* Kutipan sumber *
JAKARTA (TEROPONGSENAYAN) - Pertumbuhan ekonomi Indonesia selama triwulan pertama tahun ini masih lebih baik dibandingkan negara besar lainnya dengan pertumbuhan diperkirakan mencapai 4,5-4,7 persen. Meski pertumbuhan ekonomi RI masih dinilai lebih baik dari negara lain, namun tanda-tanda tekanan sudah terlihat.
Pada Maret pekan kedua denyut ekonomi masih baik. "Tapi pekan kedua Maret, terjadi perubahan dan terlihat dari penerimaan pajak yang drop," tuturnya.
"Jadi, seperti kita lihat, pandemi covid-19 ini shock besar di kesehatan dengan ancaman kematian dan belum ditemukan vaksin dan obatnya. Dan ancaman keselamatan jiwa dan berdampak ke sisi sosial ekonomi dan keuangan," paparnya.
"Dampak ekonomi berpengaruh luar biasa dan grassroot juga. Kematian kegiatan ekonomi karena tidak ada kegiatan di luar rumah, " katanya.
Lihat saja, industri manufaktur Indonesia merosot tajam akibat penerapan pembatasan sosial berskala besar (PBB). Menteri Keuangan Sri Mulyani Indrawati, menyebut indeks industri manufaktur Indonesia diukur dari purchasing managers index (PMI), merosot ke posisi terendah sejak 2011, yakni 27,5 per April 2020.
Angka itu turun berbanding indeks Maret 2020 yang mencapai 45,3, imbas pandemi COVID-19. “Ini paling dalam dibandingkan negara ASEAN,” katanya dalam rapat kerja dengan Badan Anggaran DPR RI secara virtual di Jakarta, Senin (4/5/2020).
Kemerosotan PMI tersebut menjadi indikator bahwa ekonomi Indonesia mendapat tekanan berat. Indeks penjualan riil juga merosot mencapai minus 5,4 persen.

Entri set data:
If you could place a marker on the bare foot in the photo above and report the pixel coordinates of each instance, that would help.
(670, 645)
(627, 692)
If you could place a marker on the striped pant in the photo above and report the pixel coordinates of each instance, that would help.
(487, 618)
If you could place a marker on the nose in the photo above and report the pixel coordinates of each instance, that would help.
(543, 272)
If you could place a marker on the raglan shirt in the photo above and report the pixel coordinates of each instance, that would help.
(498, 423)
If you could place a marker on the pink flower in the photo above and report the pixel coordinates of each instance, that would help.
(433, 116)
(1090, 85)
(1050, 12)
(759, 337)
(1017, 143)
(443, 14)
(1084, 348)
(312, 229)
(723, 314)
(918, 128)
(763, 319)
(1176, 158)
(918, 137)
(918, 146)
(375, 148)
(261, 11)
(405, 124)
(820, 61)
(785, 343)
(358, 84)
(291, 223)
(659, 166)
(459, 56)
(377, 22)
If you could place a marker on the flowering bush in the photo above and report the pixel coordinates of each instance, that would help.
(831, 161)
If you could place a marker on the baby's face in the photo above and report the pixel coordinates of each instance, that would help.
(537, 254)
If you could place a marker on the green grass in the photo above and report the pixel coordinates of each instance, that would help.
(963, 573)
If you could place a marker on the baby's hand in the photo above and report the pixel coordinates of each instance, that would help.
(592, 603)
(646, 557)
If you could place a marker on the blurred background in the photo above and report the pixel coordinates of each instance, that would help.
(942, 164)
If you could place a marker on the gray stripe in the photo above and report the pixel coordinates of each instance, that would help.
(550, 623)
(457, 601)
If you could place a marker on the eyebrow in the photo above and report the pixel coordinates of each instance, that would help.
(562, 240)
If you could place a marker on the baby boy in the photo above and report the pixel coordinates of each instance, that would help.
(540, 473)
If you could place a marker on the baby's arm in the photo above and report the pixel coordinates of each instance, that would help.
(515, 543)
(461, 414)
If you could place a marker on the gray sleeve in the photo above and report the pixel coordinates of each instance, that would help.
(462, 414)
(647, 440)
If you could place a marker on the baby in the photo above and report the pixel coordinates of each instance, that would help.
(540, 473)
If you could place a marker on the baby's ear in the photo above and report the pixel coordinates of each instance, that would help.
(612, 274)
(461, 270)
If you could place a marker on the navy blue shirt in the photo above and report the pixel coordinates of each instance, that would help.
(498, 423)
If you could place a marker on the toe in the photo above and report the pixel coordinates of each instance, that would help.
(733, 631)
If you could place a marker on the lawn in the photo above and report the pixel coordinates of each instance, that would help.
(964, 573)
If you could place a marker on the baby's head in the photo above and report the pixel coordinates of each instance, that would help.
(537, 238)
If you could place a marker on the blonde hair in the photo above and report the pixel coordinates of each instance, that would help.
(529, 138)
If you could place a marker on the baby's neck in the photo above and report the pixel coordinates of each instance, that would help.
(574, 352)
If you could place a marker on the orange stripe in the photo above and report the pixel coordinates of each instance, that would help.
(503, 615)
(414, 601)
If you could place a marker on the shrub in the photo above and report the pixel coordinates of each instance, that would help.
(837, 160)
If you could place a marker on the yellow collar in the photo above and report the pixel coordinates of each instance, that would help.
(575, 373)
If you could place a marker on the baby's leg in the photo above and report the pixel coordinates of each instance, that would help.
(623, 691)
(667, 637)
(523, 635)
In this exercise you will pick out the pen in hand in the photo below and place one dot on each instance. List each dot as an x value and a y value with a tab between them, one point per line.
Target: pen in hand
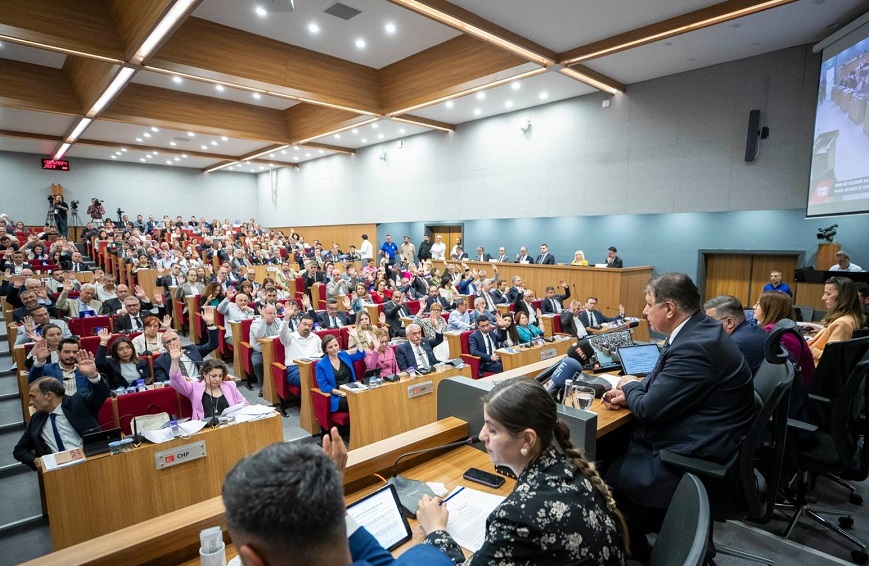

* Perintah tugas A *
Dalam artikel tentang ekonomi Indonesia, berapa nilai indeks PMI manufaktur Indonesia per April 2020?
* Perintah tugas B *
Ubah bagian artikel tentang ekonomi Indonesia mulai dari "Lihat saja, industri" dan terus hingga "per April 2020.", dengan mengganti "merosot tajam" menjadi "anjlok".
* Perintah tugas C *
Tentukan apakah setiap pernyataan berikut sesuai dengan artikel tentang ekonomi Indonesia. Jawab ya atau tidak, lalu kutip kata-kata artikel yang menentukan jawabannya.
(i) Pertumbuhan ekonomi Indonesia pada triwulan pertama diperkirakan 4,5-4,7 persen.
(ii) Indeks PMI pada Maret 2020 lebih rendah daripada indeks pada April 2020.
(iii) Indeks penjualan riil mengalami kenaikan.
Data tersebut tidak diperlukan untuk mengerjakan tugas ini.

* Jawaban tertulis A *
27,5.

* Jawaban tertulis B *
Lihat saja, industri manufaktur Indonesia anjlok akibat penerapan pembatasan sosial berskala besar (PBB). Menteri Keuangan Sri Mulyani Indrawati, menyebut indeks industri manufaktur Indonesia diukur dari purchasing managers index (PMI), merosot ke posisi terendah sejak 2011, yakni 27,5 per April 2020.

* Jawaban tertulis C *
(i) Ya: "pertumbuhan diperkirakan mencapai 4,5-4,7 persen".
(ii) Tidak: "Angka itu turun berbanding indeks Maret 2020 yang mencapai 45,3".
(iii) Tidak: "Indeks penjualan riil juga merosot mencapai minus 5,4 persen".